◆ Text:
Tuesday, November 20, 2007

IBM PC Assembly Language Tutorial 3

IBM PC Assembly Language Tutorial 3

Notice that the key thing in all five phases is being selective. It is

easy to conclude that there is too much to learn unless you can throw

away what you don't need. Most of the rest of this talk is going to

deal with this very important question of what you need and don't

need to learn in each phase. In some cases, I will have to leave you

to do almost all of the learning, in others, I will teach a few salient

points, enough, I hope, to get you started. I hope you understand that

all I can do in an hour is get you started on the way.

Phase 1: Learn the architecture and instruction set

The Morse book might seem like a lot of book to buy for just two

really important chapters; other books devote a lot more space to

the instruction set and give you a big beautiful reference page on

each instruction. And, some of the other things in the Morse book,

although interesting, really aren't very vital and are covered too

sketchily to be of any real help. The reason I like the Morse book is

that you can just read it; it has a very conversational style, it is very

lucid, it tells you what you really need to know, and a little bit more

which is by way of background; because nothing really gets

belabored to much, you can gracefully forget the things you don't

use. And, I very much recommend READING Morse rather than

studying it. Get the big picture at this point.

Now, you want to concentrate on those things which are worth fixing

in memory. After you read Morse, you should relate what you have

learned to this outline.

1. You want to fix in your mind the idea of the four segment registers

CODE, DATA, STACK, and EXTRA. This part is pretty easy to

grasp. The 8086 and the 8088 use 20 bit addresses for memory,

meaning that they can address up to 1 megabyte of memory. But,

the registers and the address fields in all the instructions are no

more that 16 bits long.

So, how to address all of that memory? Their solution is to put

together two 16 bit quantities like this:

calculation SSSS0 ---- value in the relevant segment register SHL

4 depicted in AAAA ---- apparent address from register or

instruction hexadecimal --------

RRRRR ---- real address placed on address bus

In other words, any time memory is accessed, your program will

supply a sixteen bit address. Another sixteen bit address is

acquired from a segment register, left shifted four bits (one nibble)

and added to it to form the real address. You can control the values

in the segment registers and thus access any part of memory you

want. But the segment registers are specialized: one for code, one

for most data accesses, one for the stack (which we'll mention

again) and one "extra" one for additional data accesses.

Most people, when they first learn about this addressing scheme

become obsessed with converting everything to real 20 bit

addresses. After a while, though, you get use to thinking in

segment/offset form. You tend to get your segment registers set up

at the beginning of the program, change them as little as possible,

and think just in terms of symbolic locations in your program, as with

any assembly language.

EXAMPLE:

MOV AX,DATASEG

MOV DS,AX ;Set value of Data segment

ASSUME DS:DATASEG ;Tell assembler DS is usable

.......

MOV AX,PLACE ;Access storage symbolically by 16 bit address

In the above example, the assembler knows that no special issues

are involved because the machine generally uses the DS register to

complete a normal data reference.

◆ Data shown:
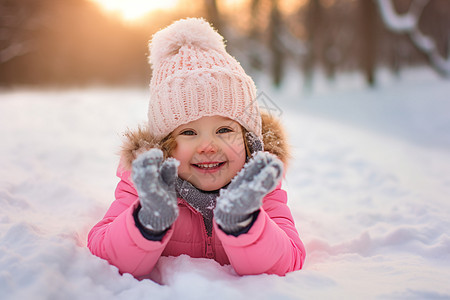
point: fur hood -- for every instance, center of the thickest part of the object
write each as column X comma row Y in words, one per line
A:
column 141, row 140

◆ What to do:
• A. Could you change "specialized" to "dedicated" in the assembly tutorial, starting at the words "in the segment" and ending after "additional data accesses.", and write out that stretch?
• B. Which segment registers does the first point of the assembly tutorial's outline name?
The listing comes from a different source than the assembly tutorial.

◆ Full solutions:
• A.
in the segment registers and thus access any part of memory you

want. But the segment registers are dedicated: one for code, one

for most data accesses, one for the stack (which we'll mention

again) and one "extra" one for additional data accesses.

• B. CODE, DATA, STACK, and EXTRA